Ojo Kesusu, Masih Ada Puan

Diskusi di kedai kopi pagi itu cukup serius. Saya dan teman membahas nama-nama bakal calon presiden yang sudah menyesaki atmosfer politik negeri ini.
 
“Sudah banyak orang yang memantas-mantaskan diri menjadi capres. Banyak orang merasa bisa menjadi capres, hanya sedikit orang yang benar-benar bisa merasa menjadi capres,” kata teman membuka obrolan sambil menyeruput kopi panas.
 
Saya bertanya apa beda antara orang yang merasa bisa dan bisa merasa menjadi capres? Bukankah Pasal 6 ayat (1) UUD 1945 hanya menyebut capres harus seorang warga negara Indonesia sejak kelahirannya dan tidak pernah menerima kewarganegaraan lain karena kehendaknya sendiri?


Bagaimana tanggapan anda mengenai artikel ini?


 
Teman itu tertawa terbahak-bahak. Menurut dia, kalau membaca konstitusi jangan hanya sepenggal ayat. Pasal 6A ayat (2) UUD 1945 menyebutkan bahwa pasangan capres dan cawapres diusulkan partai politik atau gabungan partai politik peserta pemilu sebelum pelaksanaan pemilu.
Tidak ada capres tanpa partai politik. Pengajuan capres menjadi monopoli partai politik. Tidak ada capres independen seperti calon kepala daerah boleh dari jalur perseorangan.
 
Kiranya tepat pesan yang disampaikan Presiden Joko Widodo di acara Rapimnas Bravo Lima, Jumat, 26 Agustus 2022. “Belum tentu yang elektabilitasnya tinggi itu diajukan oleh partai atau gabungan partai. Kalau mereka enggak mau, gimana? Oleh sebab itu, sekali lagi, ojo kesusu, tidak usah tergesa gesa,” kata Jokowi.

(Rekaman dari sumber data)

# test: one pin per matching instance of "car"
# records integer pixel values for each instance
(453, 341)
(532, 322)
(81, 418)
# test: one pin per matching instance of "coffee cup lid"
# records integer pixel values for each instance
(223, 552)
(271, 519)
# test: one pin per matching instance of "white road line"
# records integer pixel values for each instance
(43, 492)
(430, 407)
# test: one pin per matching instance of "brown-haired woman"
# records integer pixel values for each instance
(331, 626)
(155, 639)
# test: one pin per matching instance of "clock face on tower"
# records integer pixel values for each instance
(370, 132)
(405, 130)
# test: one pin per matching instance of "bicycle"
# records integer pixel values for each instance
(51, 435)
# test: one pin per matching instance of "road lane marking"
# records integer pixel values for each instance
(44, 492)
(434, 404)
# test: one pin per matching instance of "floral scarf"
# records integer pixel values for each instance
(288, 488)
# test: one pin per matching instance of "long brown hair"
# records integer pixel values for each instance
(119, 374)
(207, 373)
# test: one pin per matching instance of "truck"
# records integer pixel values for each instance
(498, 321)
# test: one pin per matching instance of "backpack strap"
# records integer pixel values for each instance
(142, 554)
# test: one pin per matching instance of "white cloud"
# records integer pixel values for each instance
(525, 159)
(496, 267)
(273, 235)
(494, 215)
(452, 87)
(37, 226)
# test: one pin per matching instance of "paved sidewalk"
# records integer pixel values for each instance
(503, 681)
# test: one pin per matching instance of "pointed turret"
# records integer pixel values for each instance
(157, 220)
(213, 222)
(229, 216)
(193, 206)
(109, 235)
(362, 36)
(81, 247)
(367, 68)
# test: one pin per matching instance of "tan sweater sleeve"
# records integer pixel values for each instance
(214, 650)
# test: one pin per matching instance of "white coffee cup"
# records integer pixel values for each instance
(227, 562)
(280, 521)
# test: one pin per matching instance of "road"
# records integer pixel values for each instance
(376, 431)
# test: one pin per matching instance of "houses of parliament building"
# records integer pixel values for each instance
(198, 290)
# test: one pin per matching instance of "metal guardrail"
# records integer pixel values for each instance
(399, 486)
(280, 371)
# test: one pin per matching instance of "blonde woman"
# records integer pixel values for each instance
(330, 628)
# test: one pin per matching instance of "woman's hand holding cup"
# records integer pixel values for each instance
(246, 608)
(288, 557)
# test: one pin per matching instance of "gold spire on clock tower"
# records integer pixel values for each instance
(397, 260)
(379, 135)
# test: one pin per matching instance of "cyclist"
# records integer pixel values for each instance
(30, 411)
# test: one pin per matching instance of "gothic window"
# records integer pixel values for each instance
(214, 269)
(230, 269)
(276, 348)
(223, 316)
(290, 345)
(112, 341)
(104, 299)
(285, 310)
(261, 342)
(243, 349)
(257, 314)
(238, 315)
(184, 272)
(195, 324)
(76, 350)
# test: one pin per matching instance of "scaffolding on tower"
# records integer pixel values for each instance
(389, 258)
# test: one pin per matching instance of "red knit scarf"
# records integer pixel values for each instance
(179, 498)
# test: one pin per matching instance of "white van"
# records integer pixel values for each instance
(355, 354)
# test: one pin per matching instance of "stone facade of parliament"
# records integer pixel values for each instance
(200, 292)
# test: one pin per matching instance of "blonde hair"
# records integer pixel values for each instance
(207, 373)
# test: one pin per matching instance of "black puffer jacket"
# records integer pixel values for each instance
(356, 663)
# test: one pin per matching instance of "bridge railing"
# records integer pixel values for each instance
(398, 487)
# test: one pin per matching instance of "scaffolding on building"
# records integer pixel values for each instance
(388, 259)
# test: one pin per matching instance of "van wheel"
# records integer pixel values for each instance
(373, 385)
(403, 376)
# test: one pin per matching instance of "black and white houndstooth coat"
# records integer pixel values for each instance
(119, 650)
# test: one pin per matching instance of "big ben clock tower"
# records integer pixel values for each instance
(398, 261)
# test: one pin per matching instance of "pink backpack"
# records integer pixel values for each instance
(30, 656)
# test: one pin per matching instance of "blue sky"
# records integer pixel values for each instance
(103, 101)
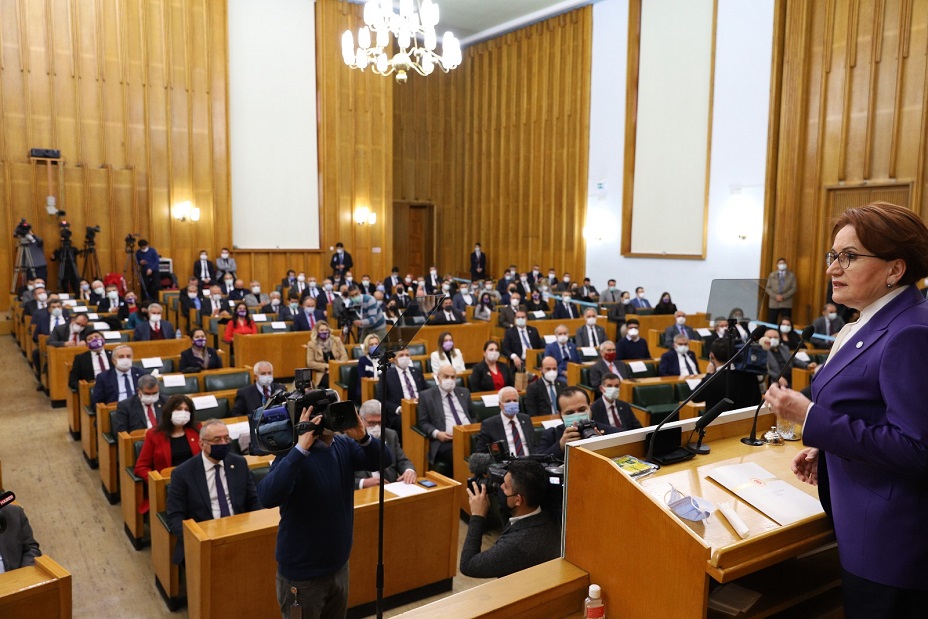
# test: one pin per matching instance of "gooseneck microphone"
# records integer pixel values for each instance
(756, 334)
(752, 440)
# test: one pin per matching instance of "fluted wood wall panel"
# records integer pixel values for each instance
(500, 146)
(851, 110)
(133, 94)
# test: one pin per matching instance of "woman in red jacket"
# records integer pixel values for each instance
(174, 440)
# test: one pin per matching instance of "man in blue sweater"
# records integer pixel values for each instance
(314, 487)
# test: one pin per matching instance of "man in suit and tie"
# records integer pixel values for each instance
(403, 381)
(563, 352)
(440, 409)
(215, 484)
(510, 425)
(541, 395)
(154, 328)
(519, 338)
(478, 263)
(18, 547)
(249, 398)
(120, 381)
(680, 328)
(606, 364)
(679, 360)
(609, 409)
(590, 334)
(141, 411)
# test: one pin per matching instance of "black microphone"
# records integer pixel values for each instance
(752, 440)
(756, 334)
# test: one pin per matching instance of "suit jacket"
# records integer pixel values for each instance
(106, 389)
(492, 430)
(394, 396)
(130, 414)
(143, 331)
(512, 341)
(82, 368)
(188, 495)
(869, 422)
(582, 337)
(600, 414)
(670, 363)
(789, 289)
(432, 413)
(398, 465)
(522, 544)
(17, 545)
(247, 399)
(537, 399)
(482, 380)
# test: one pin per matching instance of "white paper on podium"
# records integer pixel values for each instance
(778, 500)
(401, 488)
(174, 380)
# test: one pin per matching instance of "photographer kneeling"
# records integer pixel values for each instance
(313, 485)
(530, 538)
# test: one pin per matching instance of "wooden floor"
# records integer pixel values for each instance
(70, 517)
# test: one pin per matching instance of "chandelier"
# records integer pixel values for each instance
(406, 27)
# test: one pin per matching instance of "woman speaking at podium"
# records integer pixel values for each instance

INSTRUKSI: Tuliskan ulang seluruh teks halaman tanpa mengubah, menambah, atau menghilangkan satu kata pun.

JAWABAN TERTULIS:
Ojo Kesusu, Masih Ada Puan

Diskusi di kedai kopi pagi itu cukup serius. Saya dan teman membahas nama-nama bakal calon presiden yang sudah menyesaki atmosfer politik negeri ini.
 
“Sudah banyak orang yang memantas-mantaskan diri menjadi capres. Banyak orang merasa bisa menjadi capres, hanya sedikit orang yang benar-benar bisa merasa menjadi capres,” kata teman membuka obrolan sambil menyeruput kopi panas.
 
Saya bertanya apa beda antara orang yang merasa bisa dan bisa merasa menjadi capres? Bukankah Pasal 6 ayat (1) UUD 1945 hanya menyebut capres harus seorang warga negara Indonesia sejak kelahirannya dan tidak pernah menerima kewarganegaraan lain karena kehendaknya sendiri?


Bagaimana tanggapan anda mengenai artikel ini?


 
Teman itu tertawa terbahak-bahak. Menurut dia, kalau membaca konstitusi jangan hanya sepenggal ayat. Pasal 6A ayat (2) UUD 1945 menyebutkan bahwa pasangan capres dan cawapres diusulkan partai politik atau gabungan partai politik peserta pemilu sebelum pelaksanaan pemilu.
Tidak ada capres tanpa partai politik. Pengajuan capres menjadi monopoli partai politik. Tidak ada capres independen seperti calon kepala daerah boleh dari jalur perseorangan.
 
Kiranya tepat pesan yang disampaikan Presiden Joko Widodo di acara Rapimnas Bravo Lima, Jumat, 26 Agustus 2022. “Belum tentu yang elektabilitasnya tinggi itu diajukan oleh partai atau gabungan partai. Kalau mereka enggak mau, gimana? Oleh sebab itu, sekali lagi, ojo kesusu, tidak usah tergesa gesa,” kata Jokowi.